AIM OF THE EXERCISE: Which lines of the records below contain the string "vest"? List each of those lines in full.

Position annotation records:
:::::
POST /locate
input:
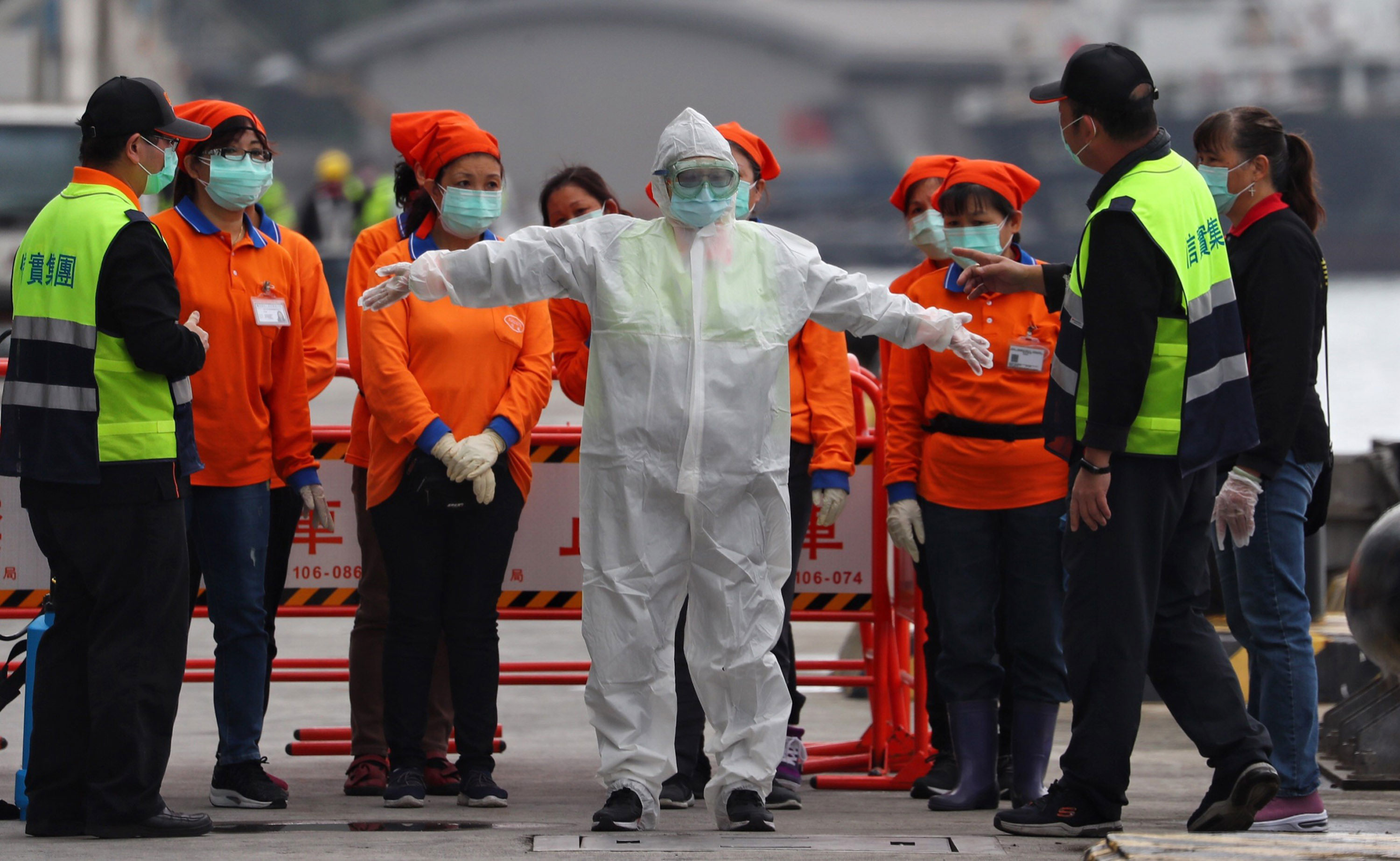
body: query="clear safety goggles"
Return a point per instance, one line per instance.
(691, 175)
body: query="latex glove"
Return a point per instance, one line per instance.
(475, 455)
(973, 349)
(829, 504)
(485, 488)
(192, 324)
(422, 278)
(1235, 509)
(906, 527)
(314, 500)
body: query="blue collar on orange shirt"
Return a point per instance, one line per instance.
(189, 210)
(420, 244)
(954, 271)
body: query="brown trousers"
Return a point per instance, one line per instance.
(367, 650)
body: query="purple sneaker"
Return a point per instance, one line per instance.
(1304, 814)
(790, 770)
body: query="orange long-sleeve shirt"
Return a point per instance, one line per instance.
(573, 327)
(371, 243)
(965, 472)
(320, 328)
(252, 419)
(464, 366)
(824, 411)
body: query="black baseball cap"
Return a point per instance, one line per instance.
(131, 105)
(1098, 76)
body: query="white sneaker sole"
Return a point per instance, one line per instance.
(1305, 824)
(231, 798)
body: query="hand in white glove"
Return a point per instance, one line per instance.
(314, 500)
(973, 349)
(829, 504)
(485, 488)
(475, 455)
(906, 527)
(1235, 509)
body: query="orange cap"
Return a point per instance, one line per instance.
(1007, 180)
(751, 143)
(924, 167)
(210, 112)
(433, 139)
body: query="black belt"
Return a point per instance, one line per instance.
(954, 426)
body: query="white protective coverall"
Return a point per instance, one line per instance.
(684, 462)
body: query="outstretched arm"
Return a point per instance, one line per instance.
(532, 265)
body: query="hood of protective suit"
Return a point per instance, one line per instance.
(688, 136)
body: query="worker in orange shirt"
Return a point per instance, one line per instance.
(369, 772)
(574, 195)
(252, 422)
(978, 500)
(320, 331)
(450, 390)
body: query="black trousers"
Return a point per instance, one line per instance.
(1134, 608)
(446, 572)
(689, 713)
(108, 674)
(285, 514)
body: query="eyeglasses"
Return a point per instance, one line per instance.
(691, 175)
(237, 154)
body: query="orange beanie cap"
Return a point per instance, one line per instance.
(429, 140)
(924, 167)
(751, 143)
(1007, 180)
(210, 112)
:::::
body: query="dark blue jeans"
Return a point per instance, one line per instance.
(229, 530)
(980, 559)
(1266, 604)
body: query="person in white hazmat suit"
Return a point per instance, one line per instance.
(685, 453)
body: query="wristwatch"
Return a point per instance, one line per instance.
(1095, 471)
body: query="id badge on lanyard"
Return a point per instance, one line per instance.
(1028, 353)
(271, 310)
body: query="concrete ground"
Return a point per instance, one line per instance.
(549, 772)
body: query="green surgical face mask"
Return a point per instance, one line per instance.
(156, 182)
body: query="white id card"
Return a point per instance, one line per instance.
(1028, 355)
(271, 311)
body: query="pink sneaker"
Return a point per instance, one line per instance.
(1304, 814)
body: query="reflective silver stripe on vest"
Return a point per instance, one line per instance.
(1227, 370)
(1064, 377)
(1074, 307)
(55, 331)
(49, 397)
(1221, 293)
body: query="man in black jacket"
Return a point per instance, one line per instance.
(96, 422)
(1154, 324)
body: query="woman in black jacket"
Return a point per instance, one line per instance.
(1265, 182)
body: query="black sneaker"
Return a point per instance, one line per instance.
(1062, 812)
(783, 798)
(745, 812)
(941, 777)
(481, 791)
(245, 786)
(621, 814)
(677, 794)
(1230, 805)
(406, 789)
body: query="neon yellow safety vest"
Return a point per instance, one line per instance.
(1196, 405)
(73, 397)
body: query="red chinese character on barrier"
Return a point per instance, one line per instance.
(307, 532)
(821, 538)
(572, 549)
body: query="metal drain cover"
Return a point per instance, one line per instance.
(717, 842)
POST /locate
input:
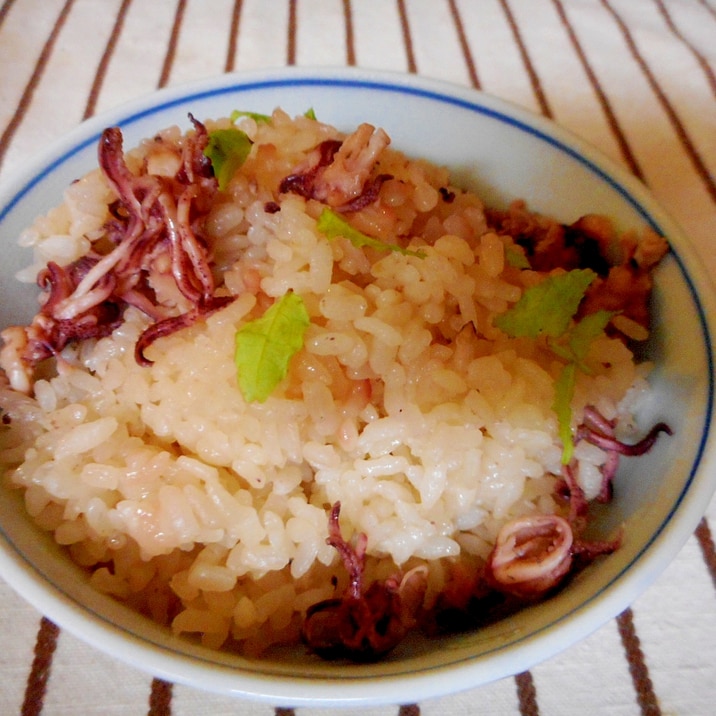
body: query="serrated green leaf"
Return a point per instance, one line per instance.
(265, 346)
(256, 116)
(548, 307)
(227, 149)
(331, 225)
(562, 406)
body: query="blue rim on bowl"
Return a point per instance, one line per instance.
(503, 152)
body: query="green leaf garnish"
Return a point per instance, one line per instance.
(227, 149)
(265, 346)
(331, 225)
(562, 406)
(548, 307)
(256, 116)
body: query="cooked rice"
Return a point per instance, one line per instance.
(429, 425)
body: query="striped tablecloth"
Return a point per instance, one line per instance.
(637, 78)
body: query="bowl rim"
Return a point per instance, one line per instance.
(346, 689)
:::::
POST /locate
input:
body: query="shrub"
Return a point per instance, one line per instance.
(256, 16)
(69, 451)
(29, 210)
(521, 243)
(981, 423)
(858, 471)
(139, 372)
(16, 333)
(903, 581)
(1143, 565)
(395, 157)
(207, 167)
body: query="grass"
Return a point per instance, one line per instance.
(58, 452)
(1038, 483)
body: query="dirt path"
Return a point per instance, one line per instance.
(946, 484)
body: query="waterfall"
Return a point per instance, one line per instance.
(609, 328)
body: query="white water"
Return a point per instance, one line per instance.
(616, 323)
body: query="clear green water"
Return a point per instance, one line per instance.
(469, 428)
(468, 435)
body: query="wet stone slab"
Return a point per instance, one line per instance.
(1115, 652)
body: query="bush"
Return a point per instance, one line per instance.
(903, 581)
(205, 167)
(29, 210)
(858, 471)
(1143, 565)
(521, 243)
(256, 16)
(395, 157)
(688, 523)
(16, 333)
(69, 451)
:::::
SOLUTION TO THIS EXERCISE:
body: query="reflective silver stripe on vest"
body: query="neon yellow safety vest"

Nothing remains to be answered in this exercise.